EXCERPT TO READ ::
────
PLENA Simulation System

This repository contains the multi-level simulator system for PLENA (Programmable Long-context Efficient Neural Accelerator).

Overview

The PLENA Simulator provides three main components:

Transaction-level Simulator: Models PLENA's architectural behavior at a high level, enabling rapid exploration of design choices, memory hierarchies, and long-context LLM inference workflows without the overhead of cycle-accurate RTL simulation.
Analytical Latency Model: Provides fast estimation of PLENA's performance characteristics (TTFT, TPS) based on architectural parameters and instruction latencies for specified workloads.
Utilization Model: Analyzes the utilization of the systolic array based on architectural parameters and instruction latencies, computing attainable vs theoretical FLOPS.

PLENA Publication

If you use this simulator in your research, please cite the following paper:

Combating the Memory Walls: Optimization Pathways for Long-Context Agentic LLM Inference
arXiv:2509.09505

@misc{wu2025combatingmemorywallsoptimization,
  title        = {Combating the Memory Walls: Optimization Pathways for Long-Context Agentic LLM Inference},
  author       = {Haoran Wu and Can Xiao and Jiayi Nie and Xuan Guo and Binglei Lou and Jeffrey T. H. Wong and Zhiwen Mo and Cheng Zhang and Przemyslaw Forys and Wayne Luk and Hongxiang Fan and Jianyi Cheng and Timothy M. Jones and Rika Antonova and Robert Mullins and Aaron Zhao},
  year         = {2025},
  eprint       = {2509.09505},
  archivePrefix= {arXiv},
  primaryClass = {cs.AR},
  url          = {https://arxiv.org/abs/2509.09505}
}

Setup

There are two ways to get a working environment. Option A (Docker) is the recommended path — you only need Docker installed, and it wraps the full toolchain in a reproducible container. Option B (Nix) runs directly on your machine if you prefer native development.

Option A — Docker (recommended)

You only need Docker installed (no Nix or direnv on the host). All commands run from the repository root. Your working tree is bind-mounted into the container at /workspace, so edits on the host are picked up live and build artifacts persist on the host.

Prerequisites:

Docker Engine with the Compose plugin (docker compose)
(Optional) NVIDIA Container Toolkit for CUDA support

Build the image and open a shell:

git submodule update --init --recursive   # once, on the host
just docker-dev

Run a test directly (no interactive shell needed):

just docker-test test-aten-linear            # run a just recipe in Docker
just docker-test test-aten-linear --mlen 128 # ...with args

The first emulator test compiles the Rust binary automatically (one-time, a few minutes); it persists on the host and later runs reuse it.

Common Docker commands (see docker/README.md for the full list):

Command	Description
`just docker-dev`	Build, start, and enter the dev container
`just docker-run <cmd>`	Run a command in the dev environment
`just docker-test <recipe> [args...]`	Run a `just` recipe in Docker
`just docker-down`	Stop containers

CUDA support:

docker compose -f docker/docker-compose.yml --profile cuda up -d dev-cuda
docker compose -f docker/docker-compose.yml exec dev-cuda bash

Note: The repository is bind-mounted from the host (owned by your host user) while the container runs as root. The image marks /workspace as a git safe.directory so Nix's flake evaluation doesn't fail with a dubious-ownership error. If you build a custom image, preserve that setting.
────
TASKS TO PERFORM ::
[A] According to the PLENA simulator text, at what path inside the container is your working tree bind-mounted?
[B] Write the next part of the PLENA simulator text, picking up after its final sentence.
────
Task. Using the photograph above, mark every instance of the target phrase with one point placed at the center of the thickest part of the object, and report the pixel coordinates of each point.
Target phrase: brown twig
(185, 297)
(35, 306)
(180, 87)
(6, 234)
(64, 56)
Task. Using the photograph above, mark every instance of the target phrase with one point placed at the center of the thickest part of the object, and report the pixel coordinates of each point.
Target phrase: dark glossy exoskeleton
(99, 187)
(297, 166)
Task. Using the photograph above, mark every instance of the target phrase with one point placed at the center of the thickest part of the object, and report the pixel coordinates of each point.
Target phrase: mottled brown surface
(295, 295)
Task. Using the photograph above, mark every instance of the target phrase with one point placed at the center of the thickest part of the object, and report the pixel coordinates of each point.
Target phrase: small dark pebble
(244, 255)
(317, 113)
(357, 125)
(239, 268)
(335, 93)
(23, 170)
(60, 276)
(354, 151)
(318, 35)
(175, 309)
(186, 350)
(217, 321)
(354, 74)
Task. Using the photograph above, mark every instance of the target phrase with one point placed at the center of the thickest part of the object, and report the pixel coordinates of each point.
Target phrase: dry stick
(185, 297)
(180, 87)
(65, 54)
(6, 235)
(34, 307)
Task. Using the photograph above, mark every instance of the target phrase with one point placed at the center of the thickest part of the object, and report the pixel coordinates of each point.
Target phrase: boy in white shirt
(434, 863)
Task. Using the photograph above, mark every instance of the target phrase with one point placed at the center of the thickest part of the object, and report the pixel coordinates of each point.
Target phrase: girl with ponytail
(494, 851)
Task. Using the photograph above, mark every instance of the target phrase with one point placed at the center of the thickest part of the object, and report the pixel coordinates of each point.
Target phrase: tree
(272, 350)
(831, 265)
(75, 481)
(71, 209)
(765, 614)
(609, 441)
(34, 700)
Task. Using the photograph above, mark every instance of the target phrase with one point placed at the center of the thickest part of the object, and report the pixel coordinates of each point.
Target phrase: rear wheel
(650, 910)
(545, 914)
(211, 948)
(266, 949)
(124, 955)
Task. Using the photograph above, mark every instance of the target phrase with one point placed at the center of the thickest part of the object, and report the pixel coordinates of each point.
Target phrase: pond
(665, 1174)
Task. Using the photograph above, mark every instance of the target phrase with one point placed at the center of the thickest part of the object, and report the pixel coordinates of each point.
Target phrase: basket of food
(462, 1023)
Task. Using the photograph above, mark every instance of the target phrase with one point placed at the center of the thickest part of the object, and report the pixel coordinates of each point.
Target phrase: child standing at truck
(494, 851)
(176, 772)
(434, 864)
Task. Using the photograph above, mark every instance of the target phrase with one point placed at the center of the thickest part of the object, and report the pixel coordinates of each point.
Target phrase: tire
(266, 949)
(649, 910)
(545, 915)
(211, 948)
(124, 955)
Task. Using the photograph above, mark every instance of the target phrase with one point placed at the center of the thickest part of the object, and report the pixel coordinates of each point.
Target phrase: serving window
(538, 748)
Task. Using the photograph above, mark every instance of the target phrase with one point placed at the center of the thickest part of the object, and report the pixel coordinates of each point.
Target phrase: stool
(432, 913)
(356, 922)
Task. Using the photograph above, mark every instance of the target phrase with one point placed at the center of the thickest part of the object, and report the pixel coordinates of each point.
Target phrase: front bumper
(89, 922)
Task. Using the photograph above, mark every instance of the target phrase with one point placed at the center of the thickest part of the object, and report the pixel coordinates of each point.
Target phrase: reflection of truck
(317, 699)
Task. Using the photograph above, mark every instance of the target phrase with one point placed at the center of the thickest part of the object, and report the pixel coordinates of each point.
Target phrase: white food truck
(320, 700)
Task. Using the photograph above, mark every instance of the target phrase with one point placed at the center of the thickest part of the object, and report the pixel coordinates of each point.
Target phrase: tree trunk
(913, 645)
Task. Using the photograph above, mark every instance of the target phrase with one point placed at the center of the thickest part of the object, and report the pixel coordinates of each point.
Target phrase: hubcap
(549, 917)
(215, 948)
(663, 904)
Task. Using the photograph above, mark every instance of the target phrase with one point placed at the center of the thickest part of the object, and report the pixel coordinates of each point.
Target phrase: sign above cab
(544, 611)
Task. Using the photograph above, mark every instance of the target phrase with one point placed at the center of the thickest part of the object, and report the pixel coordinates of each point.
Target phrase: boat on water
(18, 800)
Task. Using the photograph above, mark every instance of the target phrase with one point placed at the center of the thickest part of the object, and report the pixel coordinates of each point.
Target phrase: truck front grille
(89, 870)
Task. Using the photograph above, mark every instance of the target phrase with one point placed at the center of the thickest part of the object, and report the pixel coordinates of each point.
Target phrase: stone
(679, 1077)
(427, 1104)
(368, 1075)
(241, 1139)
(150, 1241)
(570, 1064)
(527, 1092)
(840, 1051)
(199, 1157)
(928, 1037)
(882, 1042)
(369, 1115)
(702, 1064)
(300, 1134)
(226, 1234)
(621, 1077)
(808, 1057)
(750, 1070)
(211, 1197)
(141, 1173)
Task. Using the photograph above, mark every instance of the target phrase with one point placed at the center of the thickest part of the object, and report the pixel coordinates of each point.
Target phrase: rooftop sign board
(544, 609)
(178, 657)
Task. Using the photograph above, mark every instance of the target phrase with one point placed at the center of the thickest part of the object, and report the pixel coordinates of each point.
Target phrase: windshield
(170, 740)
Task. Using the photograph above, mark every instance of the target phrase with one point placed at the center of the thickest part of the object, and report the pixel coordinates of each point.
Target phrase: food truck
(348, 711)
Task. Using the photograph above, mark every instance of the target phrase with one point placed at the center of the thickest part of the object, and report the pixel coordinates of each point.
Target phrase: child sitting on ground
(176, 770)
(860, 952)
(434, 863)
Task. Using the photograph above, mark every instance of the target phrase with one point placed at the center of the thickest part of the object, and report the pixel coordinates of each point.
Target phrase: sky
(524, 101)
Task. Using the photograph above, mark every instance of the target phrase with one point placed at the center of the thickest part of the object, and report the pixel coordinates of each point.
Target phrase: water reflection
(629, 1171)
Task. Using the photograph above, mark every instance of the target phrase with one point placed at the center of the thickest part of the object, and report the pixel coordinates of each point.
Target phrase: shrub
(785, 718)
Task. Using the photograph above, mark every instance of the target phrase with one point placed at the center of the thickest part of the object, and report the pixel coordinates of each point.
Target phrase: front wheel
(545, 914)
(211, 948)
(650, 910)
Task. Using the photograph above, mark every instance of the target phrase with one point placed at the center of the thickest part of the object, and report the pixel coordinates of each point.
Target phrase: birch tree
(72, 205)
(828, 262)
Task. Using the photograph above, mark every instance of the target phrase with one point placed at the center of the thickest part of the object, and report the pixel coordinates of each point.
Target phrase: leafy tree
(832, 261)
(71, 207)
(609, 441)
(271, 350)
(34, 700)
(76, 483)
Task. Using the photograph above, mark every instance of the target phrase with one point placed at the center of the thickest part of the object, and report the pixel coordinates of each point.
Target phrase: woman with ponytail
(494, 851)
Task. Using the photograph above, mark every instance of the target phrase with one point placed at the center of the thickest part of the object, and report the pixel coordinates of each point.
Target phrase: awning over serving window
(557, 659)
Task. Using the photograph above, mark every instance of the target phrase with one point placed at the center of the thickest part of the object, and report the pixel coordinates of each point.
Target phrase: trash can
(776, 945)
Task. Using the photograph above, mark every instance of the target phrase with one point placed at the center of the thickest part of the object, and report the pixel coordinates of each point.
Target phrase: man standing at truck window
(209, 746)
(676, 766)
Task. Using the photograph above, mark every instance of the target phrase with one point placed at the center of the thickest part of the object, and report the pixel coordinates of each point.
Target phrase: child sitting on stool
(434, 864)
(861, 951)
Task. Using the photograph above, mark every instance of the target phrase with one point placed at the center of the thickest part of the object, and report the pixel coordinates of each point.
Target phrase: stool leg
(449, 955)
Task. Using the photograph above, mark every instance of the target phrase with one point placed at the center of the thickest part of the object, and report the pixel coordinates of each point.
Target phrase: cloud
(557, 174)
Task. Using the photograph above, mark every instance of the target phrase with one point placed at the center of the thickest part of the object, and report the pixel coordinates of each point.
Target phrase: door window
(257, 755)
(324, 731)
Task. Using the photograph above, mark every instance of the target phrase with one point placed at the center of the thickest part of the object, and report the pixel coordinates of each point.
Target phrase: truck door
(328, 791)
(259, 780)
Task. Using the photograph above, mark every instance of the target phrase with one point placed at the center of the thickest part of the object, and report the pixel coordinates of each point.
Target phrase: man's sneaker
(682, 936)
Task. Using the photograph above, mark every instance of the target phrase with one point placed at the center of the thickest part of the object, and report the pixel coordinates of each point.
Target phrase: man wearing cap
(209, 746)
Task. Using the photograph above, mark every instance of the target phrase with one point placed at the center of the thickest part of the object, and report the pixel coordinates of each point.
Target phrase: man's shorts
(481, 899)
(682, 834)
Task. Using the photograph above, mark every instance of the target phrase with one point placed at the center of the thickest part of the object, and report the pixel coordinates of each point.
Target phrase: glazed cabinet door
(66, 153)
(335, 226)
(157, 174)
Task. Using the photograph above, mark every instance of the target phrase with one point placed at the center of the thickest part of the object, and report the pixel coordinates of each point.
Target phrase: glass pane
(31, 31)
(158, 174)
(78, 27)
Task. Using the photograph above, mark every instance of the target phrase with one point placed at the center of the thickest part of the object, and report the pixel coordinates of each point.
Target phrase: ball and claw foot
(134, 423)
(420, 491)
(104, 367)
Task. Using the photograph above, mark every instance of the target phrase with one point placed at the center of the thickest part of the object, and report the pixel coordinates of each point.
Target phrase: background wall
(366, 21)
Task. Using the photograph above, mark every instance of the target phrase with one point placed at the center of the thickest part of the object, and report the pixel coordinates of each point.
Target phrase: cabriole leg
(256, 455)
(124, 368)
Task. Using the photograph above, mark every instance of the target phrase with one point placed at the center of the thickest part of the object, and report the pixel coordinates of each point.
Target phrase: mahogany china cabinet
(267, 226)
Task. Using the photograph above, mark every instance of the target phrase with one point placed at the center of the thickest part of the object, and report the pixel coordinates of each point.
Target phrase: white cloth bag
────
WRITTEN RESPONSES ::
[A] At /workspace.

[B]
Option B — Nix (native)

Prerequisites:

nix package manager (with flakes enabled)
direnv for environment management

# Install direnv hook in your shell
echo 'eval "$(direnv hook bash)"' >> ~/.bashrc
source ~/.bashrc

Installation:

# Allow direnv to load the environment
direnv allow

# Enter the development environment
nix develop

# Update git submodules
git submodule update --remote --merge

You are now in a shell with the full toolchain (Rust, Python 3.12, clang, cmake, etc.) and can run any of the just commands below directly.

Configuration

The simulator and emulator both use plena_settings.toml as the main configuration file for hardware parameters. This file contains:

Hardware dimensions (MLEN, BLEN, VLEN, HLEN)
Memory configuration (HBM, SRAM sizes)
Instruction latencies
Prefetch/writeback amounts

The configuration file supports two modes:

analytic: Used by analytical models (latency and utilization)
transactional: Used by the transaction-level emulator

Set the active mode in the [MODE] section of plena_settings.toml.

Transaction-level Emulation

The transaction-level emulator executes machine code instructions sequentially, modeling PLENA's behavior at a high abstraction level. It includes:

HBM/DRAM off-chip memory simulation
Handwritten assembly templates for every operator in PLENA ISA for LLaMA
Test scripts to verify correctness of assembly templates

The emulator reads hardware configuration from plena_settings.toml (using the behavior mode).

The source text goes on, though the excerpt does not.